DATASET ->
+ + + + + + +

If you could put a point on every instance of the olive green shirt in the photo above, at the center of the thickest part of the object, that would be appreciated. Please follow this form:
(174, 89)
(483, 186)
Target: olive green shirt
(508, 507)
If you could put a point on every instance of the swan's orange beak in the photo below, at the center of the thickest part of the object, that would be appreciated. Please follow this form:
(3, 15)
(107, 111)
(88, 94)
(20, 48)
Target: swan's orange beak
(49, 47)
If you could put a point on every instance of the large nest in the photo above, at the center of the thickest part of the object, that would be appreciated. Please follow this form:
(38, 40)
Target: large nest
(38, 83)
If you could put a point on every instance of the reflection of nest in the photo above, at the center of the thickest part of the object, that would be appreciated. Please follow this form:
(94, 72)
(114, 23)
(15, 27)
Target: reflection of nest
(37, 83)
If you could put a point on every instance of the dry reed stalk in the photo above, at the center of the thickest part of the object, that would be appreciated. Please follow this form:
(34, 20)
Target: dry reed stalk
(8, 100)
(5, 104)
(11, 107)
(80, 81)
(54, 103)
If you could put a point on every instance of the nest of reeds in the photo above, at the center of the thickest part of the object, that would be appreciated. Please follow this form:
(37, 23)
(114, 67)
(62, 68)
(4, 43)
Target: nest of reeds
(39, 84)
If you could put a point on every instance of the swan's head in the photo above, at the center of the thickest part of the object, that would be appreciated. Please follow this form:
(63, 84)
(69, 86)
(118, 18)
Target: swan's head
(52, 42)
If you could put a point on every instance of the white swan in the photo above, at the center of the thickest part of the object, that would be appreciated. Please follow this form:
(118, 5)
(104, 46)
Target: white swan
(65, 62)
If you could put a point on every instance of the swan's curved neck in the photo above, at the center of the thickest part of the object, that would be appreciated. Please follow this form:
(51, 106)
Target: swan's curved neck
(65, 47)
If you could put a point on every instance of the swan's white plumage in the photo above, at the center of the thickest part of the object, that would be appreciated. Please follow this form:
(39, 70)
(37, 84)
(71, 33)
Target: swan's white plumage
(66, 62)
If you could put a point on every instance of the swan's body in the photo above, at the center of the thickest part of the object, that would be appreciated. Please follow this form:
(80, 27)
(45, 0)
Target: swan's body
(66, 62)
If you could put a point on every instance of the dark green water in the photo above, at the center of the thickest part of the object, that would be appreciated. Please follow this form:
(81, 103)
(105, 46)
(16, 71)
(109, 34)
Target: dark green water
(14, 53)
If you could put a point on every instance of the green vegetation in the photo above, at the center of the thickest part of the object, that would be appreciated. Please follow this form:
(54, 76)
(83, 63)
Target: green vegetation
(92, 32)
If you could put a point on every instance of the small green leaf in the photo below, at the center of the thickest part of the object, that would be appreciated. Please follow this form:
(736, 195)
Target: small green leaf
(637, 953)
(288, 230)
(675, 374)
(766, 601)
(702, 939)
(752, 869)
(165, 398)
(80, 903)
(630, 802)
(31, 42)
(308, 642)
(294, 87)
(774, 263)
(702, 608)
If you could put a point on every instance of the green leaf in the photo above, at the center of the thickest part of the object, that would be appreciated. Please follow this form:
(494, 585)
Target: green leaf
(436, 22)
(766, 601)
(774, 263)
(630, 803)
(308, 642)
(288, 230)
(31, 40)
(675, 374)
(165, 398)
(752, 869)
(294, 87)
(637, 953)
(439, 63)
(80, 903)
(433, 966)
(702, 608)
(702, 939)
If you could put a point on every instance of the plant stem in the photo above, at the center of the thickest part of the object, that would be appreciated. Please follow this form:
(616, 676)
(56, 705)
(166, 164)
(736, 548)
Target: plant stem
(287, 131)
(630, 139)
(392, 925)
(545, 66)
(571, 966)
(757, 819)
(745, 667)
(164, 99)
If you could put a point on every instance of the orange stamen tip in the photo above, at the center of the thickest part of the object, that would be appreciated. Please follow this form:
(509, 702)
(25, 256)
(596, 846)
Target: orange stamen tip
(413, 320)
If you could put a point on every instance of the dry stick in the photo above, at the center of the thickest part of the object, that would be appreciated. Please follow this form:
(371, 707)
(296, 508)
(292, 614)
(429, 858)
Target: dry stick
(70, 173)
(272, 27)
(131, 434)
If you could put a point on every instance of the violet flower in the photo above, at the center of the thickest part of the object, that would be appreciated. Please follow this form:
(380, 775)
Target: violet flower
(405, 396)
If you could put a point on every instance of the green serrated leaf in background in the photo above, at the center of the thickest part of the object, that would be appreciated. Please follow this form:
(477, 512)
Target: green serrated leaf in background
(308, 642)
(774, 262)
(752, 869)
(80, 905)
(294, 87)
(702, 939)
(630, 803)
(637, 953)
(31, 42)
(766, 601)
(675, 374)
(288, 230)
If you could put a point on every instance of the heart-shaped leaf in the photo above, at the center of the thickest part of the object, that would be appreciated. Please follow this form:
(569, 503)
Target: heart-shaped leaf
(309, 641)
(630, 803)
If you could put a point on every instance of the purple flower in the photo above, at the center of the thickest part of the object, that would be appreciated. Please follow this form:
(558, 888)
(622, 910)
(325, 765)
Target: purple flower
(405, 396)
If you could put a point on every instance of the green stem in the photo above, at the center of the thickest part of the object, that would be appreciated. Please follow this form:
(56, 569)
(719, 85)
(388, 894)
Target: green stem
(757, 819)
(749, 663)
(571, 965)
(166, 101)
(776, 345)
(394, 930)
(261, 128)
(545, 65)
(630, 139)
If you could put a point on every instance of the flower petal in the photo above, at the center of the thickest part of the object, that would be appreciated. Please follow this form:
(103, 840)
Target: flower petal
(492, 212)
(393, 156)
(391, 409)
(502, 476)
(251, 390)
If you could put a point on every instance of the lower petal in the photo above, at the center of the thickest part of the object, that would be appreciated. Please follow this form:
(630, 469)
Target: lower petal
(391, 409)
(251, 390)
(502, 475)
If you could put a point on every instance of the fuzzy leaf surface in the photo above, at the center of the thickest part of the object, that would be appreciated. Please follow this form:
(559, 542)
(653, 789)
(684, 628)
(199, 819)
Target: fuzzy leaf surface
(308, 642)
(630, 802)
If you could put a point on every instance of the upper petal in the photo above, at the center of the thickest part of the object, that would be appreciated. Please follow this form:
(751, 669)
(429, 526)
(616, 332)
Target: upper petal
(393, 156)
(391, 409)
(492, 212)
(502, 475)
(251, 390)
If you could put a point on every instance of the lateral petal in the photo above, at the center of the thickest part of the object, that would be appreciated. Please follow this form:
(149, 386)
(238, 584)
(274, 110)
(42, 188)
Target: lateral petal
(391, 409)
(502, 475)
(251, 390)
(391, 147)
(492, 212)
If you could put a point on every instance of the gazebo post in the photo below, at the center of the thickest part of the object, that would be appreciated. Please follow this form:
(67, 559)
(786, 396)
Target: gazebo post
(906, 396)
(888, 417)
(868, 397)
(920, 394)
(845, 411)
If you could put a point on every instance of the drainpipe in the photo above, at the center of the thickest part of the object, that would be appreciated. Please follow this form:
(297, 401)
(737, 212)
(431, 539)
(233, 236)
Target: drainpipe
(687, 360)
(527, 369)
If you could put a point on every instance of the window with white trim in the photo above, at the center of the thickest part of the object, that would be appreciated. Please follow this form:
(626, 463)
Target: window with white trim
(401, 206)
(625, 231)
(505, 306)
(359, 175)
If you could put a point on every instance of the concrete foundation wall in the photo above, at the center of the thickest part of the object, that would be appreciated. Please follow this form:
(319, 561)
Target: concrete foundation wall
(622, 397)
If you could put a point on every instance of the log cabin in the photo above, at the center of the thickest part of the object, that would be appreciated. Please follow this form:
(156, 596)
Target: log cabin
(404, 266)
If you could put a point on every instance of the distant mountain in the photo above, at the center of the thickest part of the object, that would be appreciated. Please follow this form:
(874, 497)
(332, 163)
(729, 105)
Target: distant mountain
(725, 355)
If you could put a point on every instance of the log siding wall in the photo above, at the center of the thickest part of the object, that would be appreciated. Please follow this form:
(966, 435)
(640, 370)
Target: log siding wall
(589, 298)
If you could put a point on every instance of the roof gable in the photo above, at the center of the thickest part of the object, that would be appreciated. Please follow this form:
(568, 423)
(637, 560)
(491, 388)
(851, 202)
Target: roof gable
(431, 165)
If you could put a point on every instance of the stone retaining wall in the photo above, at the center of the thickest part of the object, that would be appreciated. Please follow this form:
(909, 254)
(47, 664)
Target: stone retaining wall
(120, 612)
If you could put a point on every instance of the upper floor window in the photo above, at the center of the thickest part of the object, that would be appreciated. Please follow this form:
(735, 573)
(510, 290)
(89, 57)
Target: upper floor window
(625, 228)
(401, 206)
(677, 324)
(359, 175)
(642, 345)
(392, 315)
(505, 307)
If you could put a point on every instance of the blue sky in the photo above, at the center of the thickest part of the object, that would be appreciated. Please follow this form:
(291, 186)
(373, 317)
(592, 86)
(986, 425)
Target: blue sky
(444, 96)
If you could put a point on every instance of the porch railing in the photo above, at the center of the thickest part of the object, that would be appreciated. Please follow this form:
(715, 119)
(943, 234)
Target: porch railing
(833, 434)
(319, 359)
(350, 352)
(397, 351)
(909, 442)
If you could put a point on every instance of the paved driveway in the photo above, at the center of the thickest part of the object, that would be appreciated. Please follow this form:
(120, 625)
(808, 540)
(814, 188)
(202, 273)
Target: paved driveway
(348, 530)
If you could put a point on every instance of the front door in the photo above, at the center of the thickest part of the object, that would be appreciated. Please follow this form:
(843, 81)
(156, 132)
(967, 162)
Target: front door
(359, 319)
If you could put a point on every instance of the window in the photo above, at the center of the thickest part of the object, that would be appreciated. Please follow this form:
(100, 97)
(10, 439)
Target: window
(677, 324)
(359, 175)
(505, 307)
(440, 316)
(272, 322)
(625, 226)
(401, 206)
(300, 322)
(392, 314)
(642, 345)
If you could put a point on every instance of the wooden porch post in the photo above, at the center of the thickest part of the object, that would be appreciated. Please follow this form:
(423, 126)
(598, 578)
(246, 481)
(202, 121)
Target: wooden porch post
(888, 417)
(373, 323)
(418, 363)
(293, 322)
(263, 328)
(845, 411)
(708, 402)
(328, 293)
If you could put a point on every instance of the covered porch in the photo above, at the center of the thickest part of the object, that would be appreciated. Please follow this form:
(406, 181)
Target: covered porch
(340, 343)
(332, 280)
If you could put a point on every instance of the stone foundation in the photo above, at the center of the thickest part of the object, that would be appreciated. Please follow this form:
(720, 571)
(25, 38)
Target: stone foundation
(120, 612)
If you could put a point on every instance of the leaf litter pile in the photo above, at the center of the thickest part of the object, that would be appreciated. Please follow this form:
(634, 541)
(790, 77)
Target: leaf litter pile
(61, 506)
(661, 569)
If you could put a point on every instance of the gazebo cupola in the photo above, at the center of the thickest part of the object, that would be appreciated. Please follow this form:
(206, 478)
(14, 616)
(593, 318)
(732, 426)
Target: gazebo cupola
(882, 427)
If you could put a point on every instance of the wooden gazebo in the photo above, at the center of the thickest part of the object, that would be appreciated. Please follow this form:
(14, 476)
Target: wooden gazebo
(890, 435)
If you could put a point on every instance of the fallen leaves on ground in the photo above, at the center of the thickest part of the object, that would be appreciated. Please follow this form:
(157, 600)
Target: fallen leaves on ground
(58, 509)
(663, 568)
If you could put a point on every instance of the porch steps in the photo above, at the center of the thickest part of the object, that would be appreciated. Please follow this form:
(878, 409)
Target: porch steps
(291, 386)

+ + + + + + +

WRITTEN TASK -> Your task is to transcribe the line containing "the stone foundation" and every line after it, through the last line of the data, exactly as written and with nothing more.

TASK OUTPUT ->
If you could put a point on every instance of the stone foundation in the photo above, at the center of the thickest part of the object, that would be appreciated. Please follow this form:
(720, 571)
(25, 38)
Target: stone foundation
(120, 612)
If you could put a point on every instance of the leaf litter pile in the photo above, at the center of the thickest part of the object, that would be appreciated. Please follow this form:
(634, 541)
(790, 77)
Target: leaf litter pile
(61, 506)
(661, 569)
If you could put a point on every instance of the gazebo cupola in the photo above, at the center of the thickest part of the object, that would be appreciated. Please follow this form:
(206, 478)
(14, 616)
(593, 318)
(732, 426)
Target: gazebo cupola
(882, 427)
If you could put a point on every instance of the wooden gazebo in the photo above, at the center of the thickest part of the object, that would be appreciated. Please follow this form:
(14, 476)
Target: wooden gazebo
(890, 435)
If you could put a point on every instance of the fallen leaves on ground in the photo above, at the center of the thickest part of the object, that would be appreciated. Please follow this form:
(157, 600)
Target: fallen leaves on ground
(58, 509)
(663, 568)
If you could put a point on every instance of the porch steps in the photo above, at the center of the thickest part of the object, that would be appreciated. Please follow this form:
(878, 409)
Target: porch steps
(291, 386)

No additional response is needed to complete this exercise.